→ **What is expected**
Render the part of the rows that opens with the first line and closes with the line containing "left=140, top=22, right=271, bottom=188" as a numbered list, including both ends and omitting blank lines. Leave the pictures out of the answer.

Detection annotation rows
»»
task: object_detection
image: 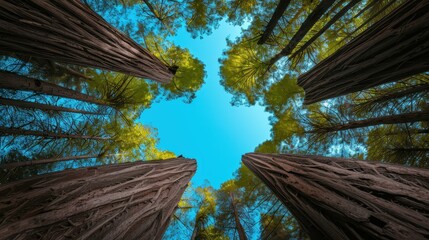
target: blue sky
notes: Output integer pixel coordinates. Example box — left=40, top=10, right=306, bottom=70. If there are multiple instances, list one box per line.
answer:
left=140, top=22, right=271, bottom=188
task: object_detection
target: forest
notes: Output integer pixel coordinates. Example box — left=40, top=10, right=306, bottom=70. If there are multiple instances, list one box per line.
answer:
left=0, top=0, right=429, bottom=240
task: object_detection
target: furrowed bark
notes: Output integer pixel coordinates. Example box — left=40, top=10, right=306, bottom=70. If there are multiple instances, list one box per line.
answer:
left=258, top=0, right=290, bottom=45
left=0, top=97, right=104, bottom=115
left=290, top=0, right=361, bottom=58
left=0, top=158, right=196, bottom=240
left=298, top=0, right=429, bottom=104
left=0, top=126, right=112, bottom=141
left=0, top=71, right=109, bottom=106
left=307, top=111, right=429, bottom=133
left=268, top=0, right=335, bottom=66
left=0, top=0, right=173, bottom=83
left=242, top=153, right=429, bottom=240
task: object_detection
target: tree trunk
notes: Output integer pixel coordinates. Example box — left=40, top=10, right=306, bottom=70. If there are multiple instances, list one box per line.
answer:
left=0, top=0, right=173, bottom=83
left=242, top=153, right=429, bottom=240
left=0, top=154, right=100, bottom=169
left=290, top=0, right=362, bottom=58
left=307, top=111, right=429, bottom=133
left=229, top=192, right=247, bottom=240
left=0, top=71, right=109, bottom=106
left=0, top=158, right=196, bottom=239
left=298, top=0, right=429, bottom=104
left=0, top=97, right=103, bottom=115
left=258, top=0, right=290, bottom=45
left=268, top=0, right=335, bottom=66
left=0, top=126, right=112, bottom=140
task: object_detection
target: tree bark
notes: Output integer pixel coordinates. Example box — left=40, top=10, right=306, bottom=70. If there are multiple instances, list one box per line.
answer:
left=298, top=0, right=429, bottom=104
left=0, top=0, right=173, bottom=83
left=258, top=0, right=290, bottom=45
left=0, top=71, right=109, bottom=106
left=307, top=111, right=429, bottom=133
left=229, top=192, right=247, bottom=240
left=0, top=154, right=100, bottom=169
left=0, top=96, right=103, bottom=115
left=242, top=153, right=429, bottom=240
left=0, top=126, right=112, bottom=140
left=290, top=0, right=361, bottom=58
left=268, top=0, right=335, bottom=66
left=0, top=158, right=196, bottom=240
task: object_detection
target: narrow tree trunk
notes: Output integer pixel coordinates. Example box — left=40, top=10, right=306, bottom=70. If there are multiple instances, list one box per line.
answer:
left=307, top=111, right=429, bottom=133
left=298, top=0, right=429, bottom=104
left=229, top=192, right=247, bottom=240
left=0, top=154, right=100, bottom=169
left=0, top=97, right=103, bottom=115
left=0, top=158, right=196, bottom=240
left=0, top=71, right=109, bottom=106
left=258, top=0, right=290, bottom=45
left=268, top=0, right=335, bottom=66
left=290, top=0, right=361, bottom=58
left=0, top=0, right=173, bottom=83
left=242, top=153, right=429, bottom=240
left=0, top=126, right=111, bottom=140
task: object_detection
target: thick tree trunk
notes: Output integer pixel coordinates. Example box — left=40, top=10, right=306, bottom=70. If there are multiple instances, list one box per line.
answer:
left=0, top=154, right=99, bottom=169
left=290, top=0, right=362, bottom=58
left=229, top=192, right=247, bottom=240
left=243, top=153, right=429, bottom=240
left=258, top=0, right=290, bottom=45
left=268, top=0, right=335, bottom=66
left=0, top=0, right=173, bottom=83
left=307, top=111, right=429, bottom=133
left=0, top=71, right=109, bottom=106
left=298, top=0, right=429, bottom=104
left=0, top=97, right=103, bottom=115
left=0, top=158, right=196, bottom=240
left=0, top=126, right=112, bottom=140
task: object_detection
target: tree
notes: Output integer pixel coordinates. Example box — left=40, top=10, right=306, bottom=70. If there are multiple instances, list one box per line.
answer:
left=298, top=1, right=429, bottom=104
left=0, top=159, right=196, bottom=239
left=242, top=153, right=429, bottom=239
left=0, top=0, right=173, bottom=83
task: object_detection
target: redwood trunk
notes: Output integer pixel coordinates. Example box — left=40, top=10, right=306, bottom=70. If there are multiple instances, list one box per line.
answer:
««
→ **Correct answer**
1. task: object_detection
2. image: 
3. target: blue sky
4. notes: Output integer pixel coordinates. Example box — left=40, top=10, right=306, bottom=70. If there are multiple instances, list one box per line.
5. answer:
6. left=140, top=22, right=271, bottom=188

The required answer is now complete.